ABOUT THIS EXERCISE: Include in the output the line containing "green grass, written" and each subsequent line of the records, through the end, transcribed exactly. Add nothing else.

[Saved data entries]

☆ ☆ ☆

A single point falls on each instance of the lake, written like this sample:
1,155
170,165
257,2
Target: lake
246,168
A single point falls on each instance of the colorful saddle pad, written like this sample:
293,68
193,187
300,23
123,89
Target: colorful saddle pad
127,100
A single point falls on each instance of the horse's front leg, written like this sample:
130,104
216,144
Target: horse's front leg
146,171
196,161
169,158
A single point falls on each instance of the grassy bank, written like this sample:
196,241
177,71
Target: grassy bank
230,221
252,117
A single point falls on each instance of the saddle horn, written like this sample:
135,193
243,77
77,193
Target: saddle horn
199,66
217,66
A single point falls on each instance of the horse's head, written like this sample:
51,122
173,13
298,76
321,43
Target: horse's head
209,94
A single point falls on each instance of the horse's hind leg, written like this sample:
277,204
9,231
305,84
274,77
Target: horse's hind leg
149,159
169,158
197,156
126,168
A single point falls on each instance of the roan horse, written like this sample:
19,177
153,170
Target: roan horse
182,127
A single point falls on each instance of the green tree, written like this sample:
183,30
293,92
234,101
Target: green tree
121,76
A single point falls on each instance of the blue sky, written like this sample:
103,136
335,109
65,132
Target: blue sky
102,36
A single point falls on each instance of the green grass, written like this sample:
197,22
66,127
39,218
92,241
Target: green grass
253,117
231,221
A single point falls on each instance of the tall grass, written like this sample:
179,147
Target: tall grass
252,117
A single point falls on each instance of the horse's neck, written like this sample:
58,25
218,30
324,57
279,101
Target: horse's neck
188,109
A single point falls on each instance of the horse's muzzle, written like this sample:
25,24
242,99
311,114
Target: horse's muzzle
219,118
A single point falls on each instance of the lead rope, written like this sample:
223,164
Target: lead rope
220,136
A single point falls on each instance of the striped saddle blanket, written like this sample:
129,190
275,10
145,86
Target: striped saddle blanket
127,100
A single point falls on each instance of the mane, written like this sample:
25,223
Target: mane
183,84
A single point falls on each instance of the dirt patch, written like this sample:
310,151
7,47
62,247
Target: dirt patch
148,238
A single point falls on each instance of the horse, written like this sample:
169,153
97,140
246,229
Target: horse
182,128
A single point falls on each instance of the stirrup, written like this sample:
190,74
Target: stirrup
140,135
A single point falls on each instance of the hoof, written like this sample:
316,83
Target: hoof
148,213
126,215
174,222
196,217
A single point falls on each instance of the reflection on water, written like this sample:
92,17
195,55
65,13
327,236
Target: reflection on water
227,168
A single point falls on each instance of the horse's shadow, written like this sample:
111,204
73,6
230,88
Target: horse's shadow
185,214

☆ ☆ ☆

RESULT:
A single point falls on each instance of the green grass, written like this sample:
197,22
66,127
39,218
92,241
Target: green grass
253,117
231,221
A single point falls on each instance of the tall grass, written like this sample:
179,147
Target: tall grass
252,117
A single point falls on each instance of the horse's neck, written like this sample:
58,25
218,30
324,57
279,101
Target: horse's neck
188,109
A single point falls on each instance of the horse's muzzle, written like this sample:
25,24
242,99
311,114
Target: horse's muzzle
219,118
A single point falls on each instance of the lead rope, written like this sample:
223,164
Target: lead rope
220,136
A single point falls on each instance of the striped saddle blanket, written like this sample:
129,190
275,10
145,86
Target: striped saddle blanket
127,100
A single point falls on each instance of the mane, written like this sample:
25,223
Target: mane
183,84
A single point falls on each instance of the dirt patch, written like this sample:
310,151
7,47
62,247
Target: dirt patch
148,238
A single point falls on each instance of the horse, written like this sample:
169,153
97,140
246,229
Target: horse
182,128
A single point falls on each instance of the stirrup, written like this sample:
190,74
Target: stirrup
140,135
A single point falls on each instance of the hoof, written like this sample:
316,83
Target: hoof
148,213
126,215
174,222
196,217
A single point falls on each instance of the reflection on water, written like this sample:
92,17
195,55
65,13
327,236
Target: reflection on water
227,168
A single point falls on each instance of the horse's shadow, written like this sample:
111,204
73,6
230,88
Target: horse's shadow
185,214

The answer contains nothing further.